[START Input]

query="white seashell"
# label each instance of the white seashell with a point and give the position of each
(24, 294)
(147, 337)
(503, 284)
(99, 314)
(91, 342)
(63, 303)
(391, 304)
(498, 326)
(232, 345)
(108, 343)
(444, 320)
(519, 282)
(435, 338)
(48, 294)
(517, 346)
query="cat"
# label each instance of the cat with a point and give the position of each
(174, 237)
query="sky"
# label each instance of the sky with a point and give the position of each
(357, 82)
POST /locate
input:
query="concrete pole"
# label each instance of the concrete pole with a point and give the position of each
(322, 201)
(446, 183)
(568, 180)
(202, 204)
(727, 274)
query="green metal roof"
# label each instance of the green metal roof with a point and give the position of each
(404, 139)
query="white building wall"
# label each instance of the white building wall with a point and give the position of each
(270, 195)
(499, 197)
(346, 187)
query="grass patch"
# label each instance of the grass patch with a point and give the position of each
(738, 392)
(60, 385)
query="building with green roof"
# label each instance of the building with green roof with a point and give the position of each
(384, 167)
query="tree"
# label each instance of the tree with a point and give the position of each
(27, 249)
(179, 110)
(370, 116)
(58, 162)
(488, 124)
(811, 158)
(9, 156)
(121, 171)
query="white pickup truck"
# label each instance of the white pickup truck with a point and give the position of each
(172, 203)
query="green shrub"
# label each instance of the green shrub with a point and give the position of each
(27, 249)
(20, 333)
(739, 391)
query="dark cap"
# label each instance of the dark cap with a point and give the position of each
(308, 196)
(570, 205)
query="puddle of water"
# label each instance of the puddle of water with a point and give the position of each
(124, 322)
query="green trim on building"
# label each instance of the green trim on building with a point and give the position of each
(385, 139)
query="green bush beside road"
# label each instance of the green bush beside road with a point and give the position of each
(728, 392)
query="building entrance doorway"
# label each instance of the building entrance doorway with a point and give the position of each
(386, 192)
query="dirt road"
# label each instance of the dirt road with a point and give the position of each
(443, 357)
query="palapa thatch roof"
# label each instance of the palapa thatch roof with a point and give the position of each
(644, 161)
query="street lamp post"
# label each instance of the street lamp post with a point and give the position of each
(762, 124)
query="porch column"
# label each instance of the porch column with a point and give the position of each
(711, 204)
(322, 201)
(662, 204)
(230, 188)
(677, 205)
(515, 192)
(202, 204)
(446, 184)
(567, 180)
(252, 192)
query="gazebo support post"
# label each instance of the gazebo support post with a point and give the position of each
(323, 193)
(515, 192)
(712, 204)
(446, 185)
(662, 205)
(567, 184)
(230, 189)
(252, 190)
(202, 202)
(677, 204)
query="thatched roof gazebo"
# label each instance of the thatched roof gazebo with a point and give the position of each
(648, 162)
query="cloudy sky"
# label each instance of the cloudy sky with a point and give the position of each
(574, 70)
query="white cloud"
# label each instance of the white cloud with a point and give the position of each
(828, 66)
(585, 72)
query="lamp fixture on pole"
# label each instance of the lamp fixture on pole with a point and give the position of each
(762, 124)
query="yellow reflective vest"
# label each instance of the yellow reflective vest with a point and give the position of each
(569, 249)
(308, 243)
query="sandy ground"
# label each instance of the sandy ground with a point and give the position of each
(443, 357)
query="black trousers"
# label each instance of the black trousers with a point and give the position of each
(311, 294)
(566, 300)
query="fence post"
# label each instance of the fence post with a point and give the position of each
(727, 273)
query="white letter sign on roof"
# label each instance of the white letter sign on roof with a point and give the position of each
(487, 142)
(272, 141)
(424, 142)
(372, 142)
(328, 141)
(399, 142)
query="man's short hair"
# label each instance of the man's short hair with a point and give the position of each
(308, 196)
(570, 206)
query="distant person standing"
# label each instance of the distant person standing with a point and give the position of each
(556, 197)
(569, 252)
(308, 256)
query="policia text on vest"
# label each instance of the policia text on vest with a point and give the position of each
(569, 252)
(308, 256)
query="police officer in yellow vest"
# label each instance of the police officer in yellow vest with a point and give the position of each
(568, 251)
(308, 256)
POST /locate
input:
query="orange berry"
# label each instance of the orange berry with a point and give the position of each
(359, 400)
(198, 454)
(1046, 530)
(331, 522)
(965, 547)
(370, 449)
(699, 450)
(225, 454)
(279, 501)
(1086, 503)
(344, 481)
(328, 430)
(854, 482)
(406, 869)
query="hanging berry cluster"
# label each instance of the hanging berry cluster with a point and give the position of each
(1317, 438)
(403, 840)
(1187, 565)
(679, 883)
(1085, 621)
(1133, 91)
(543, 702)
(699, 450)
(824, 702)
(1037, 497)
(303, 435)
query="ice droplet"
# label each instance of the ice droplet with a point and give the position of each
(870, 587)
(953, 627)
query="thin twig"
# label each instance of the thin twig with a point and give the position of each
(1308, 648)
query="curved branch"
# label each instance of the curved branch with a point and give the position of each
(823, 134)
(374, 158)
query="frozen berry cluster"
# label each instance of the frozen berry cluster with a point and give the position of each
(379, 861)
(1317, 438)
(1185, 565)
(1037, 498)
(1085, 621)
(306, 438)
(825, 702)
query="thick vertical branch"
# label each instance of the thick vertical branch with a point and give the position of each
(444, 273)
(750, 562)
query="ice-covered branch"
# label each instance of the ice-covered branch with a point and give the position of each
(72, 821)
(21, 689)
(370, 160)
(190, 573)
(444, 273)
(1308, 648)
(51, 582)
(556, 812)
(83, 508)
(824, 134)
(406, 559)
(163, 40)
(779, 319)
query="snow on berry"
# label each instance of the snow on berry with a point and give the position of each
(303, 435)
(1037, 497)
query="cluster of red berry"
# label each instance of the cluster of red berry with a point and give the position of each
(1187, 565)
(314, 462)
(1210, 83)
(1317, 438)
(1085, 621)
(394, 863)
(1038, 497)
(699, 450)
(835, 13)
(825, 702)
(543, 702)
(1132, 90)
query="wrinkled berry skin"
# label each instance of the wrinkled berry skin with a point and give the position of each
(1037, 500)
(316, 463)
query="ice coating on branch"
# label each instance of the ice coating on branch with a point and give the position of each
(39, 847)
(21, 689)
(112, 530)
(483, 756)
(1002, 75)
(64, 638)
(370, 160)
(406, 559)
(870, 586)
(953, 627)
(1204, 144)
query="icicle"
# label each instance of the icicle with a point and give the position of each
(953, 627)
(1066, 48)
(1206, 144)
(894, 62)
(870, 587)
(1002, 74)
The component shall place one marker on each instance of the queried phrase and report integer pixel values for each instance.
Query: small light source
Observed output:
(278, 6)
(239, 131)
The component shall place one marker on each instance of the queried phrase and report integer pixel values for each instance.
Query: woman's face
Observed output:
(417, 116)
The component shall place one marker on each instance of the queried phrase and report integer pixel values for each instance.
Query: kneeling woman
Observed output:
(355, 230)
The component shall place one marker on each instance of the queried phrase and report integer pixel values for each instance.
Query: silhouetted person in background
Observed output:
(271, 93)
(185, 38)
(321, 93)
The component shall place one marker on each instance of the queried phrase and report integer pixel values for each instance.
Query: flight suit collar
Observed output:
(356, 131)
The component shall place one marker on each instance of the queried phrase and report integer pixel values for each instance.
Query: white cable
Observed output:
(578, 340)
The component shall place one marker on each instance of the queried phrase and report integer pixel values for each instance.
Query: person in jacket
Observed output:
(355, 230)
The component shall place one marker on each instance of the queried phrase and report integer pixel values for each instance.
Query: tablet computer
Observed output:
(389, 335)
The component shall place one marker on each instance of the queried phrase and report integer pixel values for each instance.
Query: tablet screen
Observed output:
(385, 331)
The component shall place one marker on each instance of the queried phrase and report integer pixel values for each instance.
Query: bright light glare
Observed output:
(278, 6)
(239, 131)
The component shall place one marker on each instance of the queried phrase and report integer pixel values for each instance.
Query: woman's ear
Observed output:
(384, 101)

[END Input]

*What this task involves*
Return every line of the entries above that contains the string "pole". Case counts.

*Reply to the task*
query="concrete pole"
# label each instance of the concrete pole with a point and give the position of each
query="lamp fixture on pole"
# label each instance of the lamp fixture on pole with a point and give the position of each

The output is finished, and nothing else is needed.